> [Datos proporcionados]
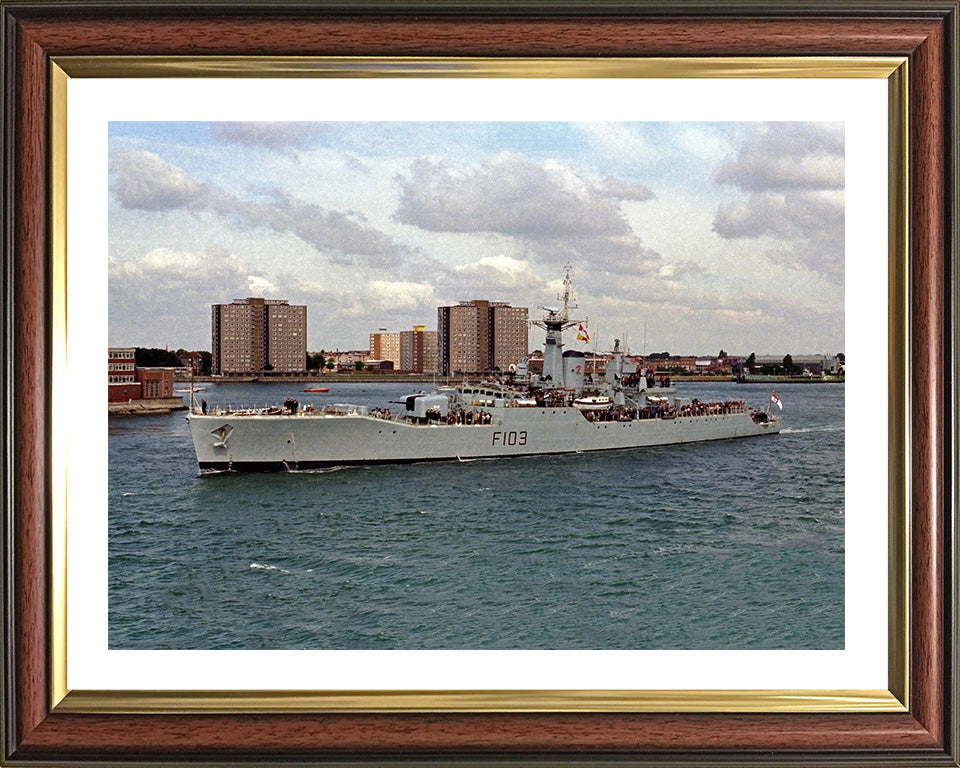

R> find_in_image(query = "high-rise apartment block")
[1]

---

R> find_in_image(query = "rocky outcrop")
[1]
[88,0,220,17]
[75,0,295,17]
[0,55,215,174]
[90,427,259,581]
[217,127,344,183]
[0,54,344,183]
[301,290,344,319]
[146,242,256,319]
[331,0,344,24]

---

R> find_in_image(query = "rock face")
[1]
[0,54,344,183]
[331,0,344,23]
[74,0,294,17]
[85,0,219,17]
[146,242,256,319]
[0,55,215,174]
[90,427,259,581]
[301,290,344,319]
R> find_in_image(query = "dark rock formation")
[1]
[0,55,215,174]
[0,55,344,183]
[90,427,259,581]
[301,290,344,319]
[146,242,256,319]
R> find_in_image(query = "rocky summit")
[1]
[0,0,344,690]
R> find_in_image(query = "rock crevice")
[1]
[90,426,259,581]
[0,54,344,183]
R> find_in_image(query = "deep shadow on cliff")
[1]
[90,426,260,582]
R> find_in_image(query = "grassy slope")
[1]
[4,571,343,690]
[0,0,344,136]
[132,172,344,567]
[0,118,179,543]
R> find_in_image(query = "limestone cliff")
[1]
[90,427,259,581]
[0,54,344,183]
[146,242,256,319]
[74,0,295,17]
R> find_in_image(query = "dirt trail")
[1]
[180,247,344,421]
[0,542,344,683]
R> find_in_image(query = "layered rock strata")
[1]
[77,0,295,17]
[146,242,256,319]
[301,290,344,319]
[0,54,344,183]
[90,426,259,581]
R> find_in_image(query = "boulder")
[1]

> [Objetivo del ejercicio]
Extrae de las entradas todas las líneas en las que aparezca la palabra "rocky".

> [Respuesta al problema]
R> find_in_image(query = "rocky outcrop")
R> find_in_image(query = "rocky summit")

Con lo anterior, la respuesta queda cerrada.